I'm a bit conscious I've made myself sound very pretentious-method-actor by saying I take on personas with each new work! I think I mean that I think of narratives/characters for different works to help me frame them or get into a different style - this is something I'm still trying to figure out how to describe!
Perhaps what you mean is you, similar to your Dads advice, are narrating and creating the character in the work as you go along, rather than embody it yourself? Do you feel like a lot of imagination goes into the process of making a new art work or is it just down to planning and putting ideas together over a period of time?
Yes exactly, the work is a conduit for characters/ideas rather than me taking them on myself, although with performance that's more complicated.
I suppose it's starts out very imaginatively with the germ of the idea and then when the materials are not behaving the way you want them to it's diverted by more practical concerns, but they are never mutually exclusive mindsets. I wish sometimes I had a better idea of the end artwork when I start out but I'm terrible at sticking to a plan and get too excited by something unexpected that comes up. Inevitably personal circumstances/mood/tiredness etc. have an effect on what I'm doing too, things that ruin whatever amount of preparation and planning you do! I think particularly as a woman it's impossible to make work without thinking about how different styles play into or against stereotypes of gender and the connotations of the work I'm making as a female artist. I sometimes get jealous of male artists who seem to be able to make in complete free abandon without these concerns and I'm also always surprised by how much currency the old image of the artist as an unmediated-genius-abstract-expressionist-splasing-paint-on-a-canvas still has - I definitely can't make work in that unbridled way. I hope in the end though that by having to adjust to continual considerations of myself and the work, it makes for a better more vulnerable and less arrogant art. Perhaps it's just an exterior bravado I'm being fooled by in those male artists anyway!
I enjoyed how you described your jealousy and i'm sure there is some truth in that. I think that can be a good thing at least, in order to motivate and reflect.
Yeah maybe jealousy isn't the right word because I wouldn't want to be like that, haha! I think you're right about it being motivating though. I read this amazing book called 'Small White Monkies' by Sophie Collins a while ago that's about (amongst other things) the use of metaphor and imagery as a way of transposing shame or anger into communicable terms and even using it as a productive force. I often think of that now when things annoy me or get me down, that it will become fuel for my work and that's somehow satisfying. I'm actually a very outwardly sedate/calm person but I often find there's a slightly angry edge in my work, which I seem to be better expressing there than in words. I'm clearly very English!
I am just curious how you approach your performance work? How do you feel it differs from sculpture or do you treat it similarly?

_Task description_
Write the next part of the artist interview, picking up after its final sentence.

Items from a data source
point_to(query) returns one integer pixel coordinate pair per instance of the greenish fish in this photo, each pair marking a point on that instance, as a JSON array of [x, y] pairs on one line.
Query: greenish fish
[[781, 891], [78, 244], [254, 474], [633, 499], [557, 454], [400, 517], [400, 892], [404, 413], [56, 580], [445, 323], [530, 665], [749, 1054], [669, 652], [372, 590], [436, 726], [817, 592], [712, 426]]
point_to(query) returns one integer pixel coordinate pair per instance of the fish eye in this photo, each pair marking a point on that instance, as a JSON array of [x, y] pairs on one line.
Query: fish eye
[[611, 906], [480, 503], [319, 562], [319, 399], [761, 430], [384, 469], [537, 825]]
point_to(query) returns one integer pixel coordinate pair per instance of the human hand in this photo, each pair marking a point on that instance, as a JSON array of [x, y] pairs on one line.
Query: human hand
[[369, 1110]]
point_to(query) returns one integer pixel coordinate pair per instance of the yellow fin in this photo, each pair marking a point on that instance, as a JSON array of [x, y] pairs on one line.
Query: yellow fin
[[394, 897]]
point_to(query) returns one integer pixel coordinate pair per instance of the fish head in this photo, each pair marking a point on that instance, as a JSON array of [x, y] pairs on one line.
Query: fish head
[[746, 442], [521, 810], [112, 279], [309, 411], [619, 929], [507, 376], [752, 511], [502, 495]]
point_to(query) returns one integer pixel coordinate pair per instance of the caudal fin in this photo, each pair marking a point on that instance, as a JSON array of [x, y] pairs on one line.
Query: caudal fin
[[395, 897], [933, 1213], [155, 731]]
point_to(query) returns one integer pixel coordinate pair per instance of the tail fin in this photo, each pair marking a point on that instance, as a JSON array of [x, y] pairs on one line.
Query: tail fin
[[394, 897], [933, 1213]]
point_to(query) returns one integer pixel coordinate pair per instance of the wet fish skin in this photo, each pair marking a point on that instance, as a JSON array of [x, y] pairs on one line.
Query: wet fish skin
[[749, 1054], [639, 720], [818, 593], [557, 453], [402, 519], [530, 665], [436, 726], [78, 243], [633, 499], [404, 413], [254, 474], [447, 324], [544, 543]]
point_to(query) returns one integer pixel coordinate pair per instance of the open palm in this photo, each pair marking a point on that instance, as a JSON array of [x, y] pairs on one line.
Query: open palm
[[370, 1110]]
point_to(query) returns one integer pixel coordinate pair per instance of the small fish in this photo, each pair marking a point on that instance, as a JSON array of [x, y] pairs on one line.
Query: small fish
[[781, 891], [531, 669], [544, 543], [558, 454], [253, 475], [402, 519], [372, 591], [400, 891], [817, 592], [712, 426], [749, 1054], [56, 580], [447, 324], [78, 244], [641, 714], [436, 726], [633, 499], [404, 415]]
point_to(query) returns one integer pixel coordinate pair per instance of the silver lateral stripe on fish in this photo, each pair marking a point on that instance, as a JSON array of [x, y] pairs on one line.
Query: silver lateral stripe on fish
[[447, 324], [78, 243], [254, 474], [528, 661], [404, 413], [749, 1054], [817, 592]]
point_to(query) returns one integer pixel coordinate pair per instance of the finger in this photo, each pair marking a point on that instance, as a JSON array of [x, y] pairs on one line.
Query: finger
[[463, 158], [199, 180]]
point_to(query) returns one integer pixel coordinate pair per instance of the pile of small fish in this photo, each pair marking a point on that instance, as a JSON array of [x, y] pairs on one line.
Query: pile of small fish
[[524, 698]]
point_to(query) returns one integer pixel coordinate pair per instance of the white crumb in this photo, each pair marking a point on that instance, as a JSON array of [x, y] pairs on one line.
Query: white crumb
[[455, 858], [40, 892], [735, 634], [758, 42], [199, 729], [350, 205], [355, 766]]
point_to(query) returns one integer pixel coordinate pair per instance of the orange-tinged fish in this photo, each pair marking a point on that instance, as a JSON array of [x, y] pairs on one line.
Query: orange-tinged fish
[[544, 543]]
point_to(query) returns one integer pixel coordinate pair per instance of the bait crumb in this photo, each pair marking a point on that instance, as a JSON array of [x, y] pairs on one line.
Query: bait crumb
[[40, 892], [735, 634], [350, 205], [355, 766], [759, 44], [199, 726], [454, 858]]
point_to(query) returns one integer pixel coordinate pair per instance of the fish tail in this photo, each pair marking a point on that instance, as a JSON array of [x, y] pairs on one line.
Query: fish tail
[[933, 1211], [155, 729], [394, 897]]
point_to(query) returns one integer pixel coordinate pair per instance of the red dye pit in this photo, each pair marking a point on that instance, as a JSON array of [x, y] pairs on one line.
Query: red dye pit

_Result_
Although my performance and sculpture don't always exist in the same sphere, they are definitely part of the same making cycle. I suppose my interest in performance goes back to what I said earlier in our conversation - of wanting to challenge the static nature of ceramics/sculpture generally, it comes from a frustration with that stillness and wanting to make something more open to vulnerability, in a way that I think performance is uniquely able to do. It is tactic to undermine the protected nature of the art object and can be quite a good antidote to the commerciality of the art world. The entwined relationship between my sculpture and performance is most obvious in my work with Aniela. We started out making performances around and with my sculpture but have recently been working towards developing sculpture and performance more directly in tandem. She comes from a choreographic background, didn't go to art school, and is quite passionate about not making physical art objects herself but strangely we tend to end up having the same ideas just from our different perspectives. Our work together takes us in quite odd research tangents which I probably wouldn't end up on in my solo work - we were making a series of works about the runaway wedding town Gretna Green earlier this year and are now working on a project about Maypole dancing in a tiny place called Kerrycroy on the Isle of Bute. I would say our work with Olivia Norris and Isabel Palmstierna as Stasis is less concerned with the combination of sculpture and performance and more about the physical act of performing itself, but I find that it is again the strange melding of all our different backgrounds that produces ideas I would never come up with on my own, and threads of these tend to find their way back into my sculpture.
My final question perhaps is to draw on the 'art world' and ask how you go about getting shows? Out of curiosity, and advice for other emerging artists, is it a mixture of being approached or are you very proactive in this?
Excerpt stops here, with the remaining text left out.